2023.04.21 14:00

自転車の死亡事故が急増する米国、SUVとの衝突は致命傷に

Getty Images

自転車に乗る人が車と衝突した場合、一般的な乗用車よりもSUVのほうが危険で、深刻なケガにつながりやすい。平均すると、SUVとの衝突のほうが、体の外傷全般の重症度スコアは55%、頭部外傷の重症度スコアは63%高かった。

頭部外傷の原因として多い「地面との衝突による負傷」は、SUVとの事故では、乗用車の2倍にのぼる頻度で起きている。

これらの知見は、米国道路安全保険協会(IIHS)が4月13日に公開した新たな研究により得られたものだ。

同研究論文の筆頭著者で、IIHSの統計学者であるサム・モンフォートは声明で「SUVは、事故の被害者をクルマのボンネットの上に乗り上げさせるのではなく、むしろ自転車から叩き落とす傾向があり、その結果として、倒れた人をさらに轢くこともある」と述べている。「これはおそらく、(乗用車よりも)高さのあるSUVのフロントエンドが、自転車に乗る人の重心より上にぶつかるせいだろう」

同研究によれば、米国では過去10年に自転車の衝突死亡事故が大幅に増えているが、その原因は、SUVのフロントエンドが高いことに加えて、SUVが急増していることが考えられるという。

元データ:
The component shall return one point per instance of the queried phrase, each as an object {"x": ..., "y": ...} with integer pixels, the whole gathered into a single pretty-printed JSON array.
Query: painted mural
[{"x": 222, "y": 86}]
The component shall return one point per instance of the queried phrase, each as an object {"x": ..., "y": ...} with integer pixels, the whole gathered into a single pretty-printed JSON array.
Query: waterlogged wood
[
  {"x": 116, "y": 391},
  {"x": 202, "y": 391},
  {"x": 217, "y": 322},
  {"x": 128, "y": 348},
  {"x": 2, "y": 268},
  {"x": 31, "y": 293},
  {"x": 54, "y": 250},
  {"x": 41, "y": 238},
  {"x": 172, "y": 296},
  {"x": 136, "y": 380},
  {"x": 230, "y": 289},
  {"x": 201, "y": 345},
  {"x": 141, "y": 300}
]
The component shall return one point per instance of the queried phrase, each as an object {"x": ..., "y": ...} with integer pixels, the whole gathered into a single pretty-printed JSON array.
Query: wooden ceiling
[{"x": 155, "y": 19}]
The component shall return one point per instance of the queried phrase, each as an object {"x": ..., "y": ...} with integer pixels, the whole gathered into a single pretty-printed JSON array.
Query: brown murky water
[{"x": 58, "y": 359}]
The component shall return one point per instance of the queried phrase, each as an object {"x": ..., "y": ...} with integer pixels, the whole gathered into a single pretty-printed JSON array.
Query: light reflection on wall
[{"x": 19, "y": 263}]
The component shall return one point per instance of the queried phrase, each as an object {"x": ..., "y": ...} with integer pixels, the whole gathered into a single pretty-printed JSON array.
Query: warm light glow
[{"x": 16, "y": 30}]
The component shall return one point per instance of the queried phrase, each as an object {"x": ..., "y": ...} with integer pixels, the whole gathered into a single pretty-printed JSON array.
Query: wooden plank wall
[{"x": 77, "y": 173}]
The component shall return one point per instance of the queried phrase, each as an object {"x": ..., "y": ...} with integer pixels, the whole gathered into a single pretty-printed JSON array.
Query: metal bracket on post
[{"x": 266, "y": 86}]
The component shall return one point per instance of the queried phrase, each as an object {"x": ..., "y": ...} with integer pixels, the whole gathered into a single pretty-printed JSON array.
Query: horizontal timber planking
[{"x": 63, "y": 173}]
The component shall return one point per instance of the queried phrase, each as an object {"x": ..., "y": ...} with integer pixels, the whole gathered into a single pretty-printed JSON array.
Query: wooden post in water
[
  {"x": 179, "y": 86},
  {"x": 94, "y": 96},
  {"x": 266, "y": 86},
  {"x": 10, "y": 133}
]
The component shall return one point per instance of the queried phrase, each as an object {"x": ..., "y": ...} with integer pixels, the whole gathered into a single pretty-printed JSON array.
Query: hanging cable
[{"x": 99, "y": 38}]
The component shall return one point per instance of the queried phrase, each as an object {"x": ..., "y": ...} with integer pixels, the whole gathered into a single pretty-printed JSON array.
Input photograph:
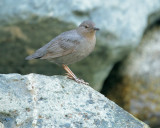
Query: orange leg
[{"x": 72, "y": 76}]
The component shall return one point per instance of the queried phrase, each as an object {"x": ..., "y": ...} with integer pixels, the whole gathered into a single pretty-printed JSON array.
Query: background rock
[
  {"x": 42, "y": 101},
  {"x": 27, "y": 25},
  {"x": 137, "y": 87}
]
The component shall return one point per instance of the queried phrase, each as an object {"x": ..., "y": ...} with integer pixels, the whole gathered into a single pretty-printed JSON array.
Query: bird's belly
[{"x": 76, "y": 56}]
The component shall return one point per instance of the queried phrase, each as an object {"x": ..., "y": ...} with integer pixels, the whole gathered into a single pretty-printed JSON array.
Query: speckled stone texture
[
  {"x": 56, "y": 102},
  {"x": 26, "y": 25}
]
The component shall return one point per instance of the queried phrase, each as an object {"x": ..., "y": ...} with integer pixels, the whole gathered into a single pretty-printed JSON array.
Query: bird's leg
[{"x": 72, "y": 76}]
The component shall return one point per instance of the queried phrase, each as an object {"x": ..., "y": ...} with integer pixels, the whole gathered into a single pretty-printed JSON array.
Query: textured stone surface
[
  {"x": 140, "y": 80},
  {"x": 42, "y": 101},
  {"x": 122, "y": 27}
]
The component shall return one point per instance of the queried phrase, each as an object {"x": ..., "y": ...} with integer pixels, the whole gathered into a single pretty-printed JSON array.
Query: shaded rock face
[
  {"x": 27, "y": 25},
  {"x": 42, "y": 101},
  {"x": 139, "y": 80}
]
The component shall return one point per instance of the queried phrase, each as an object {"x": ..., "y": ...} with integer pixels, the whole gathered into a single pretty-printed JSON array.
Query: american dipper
[{"x": 69, "y": 47}]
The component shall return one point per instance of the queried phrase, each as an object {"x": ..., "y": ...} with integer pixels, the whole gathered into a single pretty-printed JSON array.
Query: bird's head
[{"x": 87, "y": 28}]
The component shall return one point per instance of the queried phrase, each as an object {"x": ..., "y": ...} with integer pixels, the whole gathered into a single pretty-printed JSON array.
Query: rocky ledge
[{"x": 54, "y": 101}]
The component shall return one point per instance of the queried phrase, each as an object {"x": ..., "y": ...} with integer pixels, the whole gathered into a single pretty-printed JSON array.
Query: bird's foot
[{"x": 81, "y": 81}]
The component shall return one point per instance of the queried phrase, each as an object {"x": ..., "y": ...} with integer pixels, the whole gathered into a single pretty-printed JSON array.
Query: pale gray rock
[
  {"x": 56, "y": 102},
  {"x": 122, "y": 23}
]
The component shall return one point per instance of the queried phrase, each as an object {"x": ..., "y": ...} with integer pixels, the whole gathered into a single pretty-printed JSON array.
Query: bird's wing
[{"x": 60, "y": 47}]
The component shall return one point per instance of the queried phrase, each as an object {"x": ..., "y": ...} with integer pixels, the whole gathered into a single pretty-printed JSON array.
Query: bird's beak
[{"x": 96, "y": 28}]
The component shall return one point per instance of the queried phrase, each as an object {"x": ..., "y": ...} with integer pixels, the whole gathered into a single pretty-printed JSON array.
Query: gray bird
[{"x": 69, "y": 47}]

やること:
• a. 自転車事故の記事では、SUVとぶつかったときの頭部外傷の重症度スコアは、乗用車の場合より何%高かったとされていますか。
• b. 自転車事故の記事によると、SUVが自転車に乗る人をボンネットの上に乗せずに自転車から叩き落としやすいのはなぜですか。記事の説明をもとに答えてください。
• c. 自転車事故の記事を、最後の段落のあとから書き続けてください。

課題の答え:
• a. 63%高かったとされています。

• b. IIHSの統計学者サム・モンフォートは、乗用車より高さのあるSUVのフロントエンドが、自転車に乗る人の重心より上にぶつかるせいだろうと述べています。

• c.
この最新研究の知見は、自転車に乗る人にとっては、大型車の方が小型乗用車よりも危険であることを示した別の研究の結果とも一致している。

2020年には、米国の道路上で自転車乗車中に交通事故により死亡した人は932人で、低水準だった2010年の621人から増加している。近年では、歩行者でも自転車でも、死亡事故が増えている。新たに公開された連邦政府の死亡事故データによれば、2021年には、車の搭乗者以外の交通事故死者数が8600人を超え、2020年から11%増加したという。

過去のIIHSの研究では、歩行者がSUVと衝突した場合の事故は、(SUVは、他のクルマと比べて危険が小さくなるように設計が変更されたが、それにもかかわらず)乗用車と比べて死亡が多いことが明らかになっている。今回の自転車に関する研究と同様に、歩行者の事故でも、SUVのフロントエンドの高さによるリスクが原因として挙げられている。さらに、歩行者とSUVの衝突事故では、下腹部や胸部への直接の衝撃が、乗用車よりも危険であることが、過去の研究で示されている。

今回の研究では、ミシガン州で起きた自転車の交通事故71件のデータを詳しく検証した。警察の報告書、医療記録、事故の再現などの情報を分析したものだ。

全体として見ると、SUVまたは乗用車と衝突した71件の事故すべてにおいて、下肢の外傷が一般的だった。極めて深刻な事故では頭部の外傷が多く見られたが、それは胴部、腹部、脊椎、四肢などの別の外傷とともに生じていた。

だが、自転車に乗っていた人の衝突後の動きを分析したところ「クルマのボンネットにのりあげたことによる負傷」が乗用車との事故に限られていた一方で「衝突後に轢かれたことによる負傷」は、SUVとの事故に限られていた。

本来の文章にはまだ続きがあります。